-- Directive --
Return every line of the data below that contains the string "find".
----- Input data -----
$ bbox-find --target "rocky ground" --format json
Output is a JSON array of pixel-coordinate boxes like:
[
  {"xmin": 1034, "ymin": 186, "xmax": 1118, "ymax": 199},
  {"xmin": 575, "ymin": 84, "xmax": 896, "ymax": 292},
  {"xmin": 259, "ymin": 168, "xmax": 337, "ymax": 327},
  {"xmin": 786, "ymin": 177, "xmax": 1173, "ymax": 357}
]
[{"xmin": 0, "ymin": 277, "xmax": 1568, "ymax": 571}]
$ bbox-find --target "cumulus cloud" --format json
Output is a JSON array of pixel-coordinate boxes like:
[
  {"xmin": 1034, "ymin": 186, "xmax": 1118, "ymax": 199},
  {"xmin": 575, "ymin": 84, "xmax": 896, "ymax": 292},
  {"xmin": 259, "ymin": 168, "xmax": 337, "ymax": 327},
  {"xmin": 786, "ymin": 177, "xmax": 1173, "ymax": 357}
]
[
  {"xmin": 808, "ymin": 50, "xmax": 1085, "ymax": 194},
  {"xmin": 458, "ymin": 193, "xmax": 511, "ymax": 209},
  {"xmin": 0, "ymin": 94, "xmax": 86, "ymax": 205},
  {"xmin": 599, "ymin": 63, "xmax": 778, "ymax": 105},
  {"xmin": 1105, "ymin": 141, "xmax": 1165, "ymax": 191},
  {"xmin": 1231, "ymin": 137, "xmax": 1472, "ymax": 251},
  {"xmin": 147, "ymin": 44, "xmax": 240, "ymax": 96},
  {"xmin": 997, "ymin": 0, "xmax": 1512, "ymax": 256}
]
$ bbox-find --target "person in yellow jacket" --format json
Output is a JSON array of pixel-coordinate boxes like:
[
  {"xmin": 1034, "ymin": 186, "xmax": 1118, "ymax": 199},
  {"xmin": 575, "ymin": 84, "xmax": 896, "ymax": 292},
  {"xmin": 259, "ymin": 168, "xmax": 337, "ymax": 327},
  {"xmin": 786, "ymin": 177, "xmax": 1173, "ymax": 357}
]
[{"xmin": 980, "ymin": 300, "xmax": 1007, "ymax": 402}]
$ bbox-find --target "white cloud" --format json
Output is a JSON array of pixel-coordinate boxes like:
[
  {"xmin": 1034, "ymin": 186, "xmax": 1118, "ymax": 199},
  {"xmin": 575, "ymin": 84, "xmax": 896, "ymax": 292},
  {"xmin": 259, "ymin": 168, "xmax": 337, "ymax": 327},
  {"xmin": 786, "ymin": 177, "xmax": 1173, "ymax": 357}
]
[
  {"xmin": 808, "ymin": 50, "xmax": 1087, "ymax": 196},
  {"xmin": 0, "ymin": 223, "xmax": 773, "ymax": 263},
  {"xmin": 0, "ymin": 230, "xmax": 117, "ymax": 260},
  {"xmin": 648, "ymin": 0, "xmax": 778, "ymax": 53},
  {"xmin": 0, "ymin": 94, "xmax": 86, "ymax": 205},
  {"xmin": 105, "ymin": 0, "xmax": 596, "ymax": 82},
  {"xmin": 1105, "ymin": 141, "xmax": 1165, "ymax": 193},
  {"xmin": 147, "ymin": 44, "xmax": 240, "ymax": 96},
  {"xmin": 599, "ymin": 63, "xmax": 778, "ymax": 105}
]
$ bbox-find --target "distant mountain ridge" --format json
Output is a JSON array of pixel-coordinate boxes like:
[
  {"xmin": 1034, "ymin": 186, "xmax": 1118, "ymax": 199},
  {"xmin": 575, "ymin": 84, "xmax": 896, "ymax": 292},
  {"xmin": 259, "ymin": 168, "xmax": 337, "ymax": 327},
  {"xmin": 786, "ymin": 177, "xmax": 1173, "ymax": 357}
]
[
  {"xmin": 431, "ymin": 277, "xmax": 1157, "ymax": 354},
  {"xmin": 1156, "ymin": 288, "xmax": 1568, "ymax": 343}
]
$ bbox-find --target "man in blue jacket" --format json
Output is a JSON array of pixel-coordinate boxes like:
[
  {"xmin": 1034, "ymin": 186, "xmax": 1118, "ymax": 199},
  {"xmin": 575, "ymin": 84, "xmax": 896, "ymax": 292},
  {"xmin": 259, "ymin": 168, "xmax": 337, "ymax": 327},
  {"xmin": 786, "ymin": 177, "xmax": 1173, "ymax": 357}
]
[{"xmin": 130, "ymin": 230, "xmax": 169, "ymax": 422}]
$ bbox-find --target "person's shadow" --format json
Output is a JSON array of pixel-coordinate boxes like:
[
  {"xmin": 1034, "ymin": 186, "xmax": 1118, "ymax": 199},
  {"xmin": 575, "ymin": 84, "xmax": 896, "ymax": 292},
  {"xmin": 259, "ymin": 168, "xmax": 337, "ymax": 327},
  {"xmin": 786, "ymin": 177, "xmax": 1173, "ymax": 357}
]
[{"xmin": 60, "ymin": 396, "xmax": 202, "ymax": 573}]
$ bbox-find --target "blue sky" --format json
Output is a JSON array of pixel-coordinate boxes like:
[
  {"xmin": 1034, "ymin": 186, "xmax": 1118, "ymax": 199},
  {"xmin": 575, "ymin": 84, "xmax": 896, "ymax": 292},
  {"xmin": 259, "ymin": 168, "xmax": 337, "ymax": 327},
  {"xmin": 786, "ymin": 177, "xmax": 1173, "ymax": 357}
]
-----
-- Correct answer --
$ bbox-find --target "rocky ground" --format json
$ bbox-find --target "cumulus cloud" --format json
$ bbox-find --target "person in yellow jacket" --format json
$ bbox-find --target "white cloud" --format json
$ bbox-find --target "distant mountain ridge" --format json
$ bbox-find --target "man in blue jacket" --format json
$ bbox-find --target "person's shadow" --format json
$ bbox-find --target "blue sky" --format json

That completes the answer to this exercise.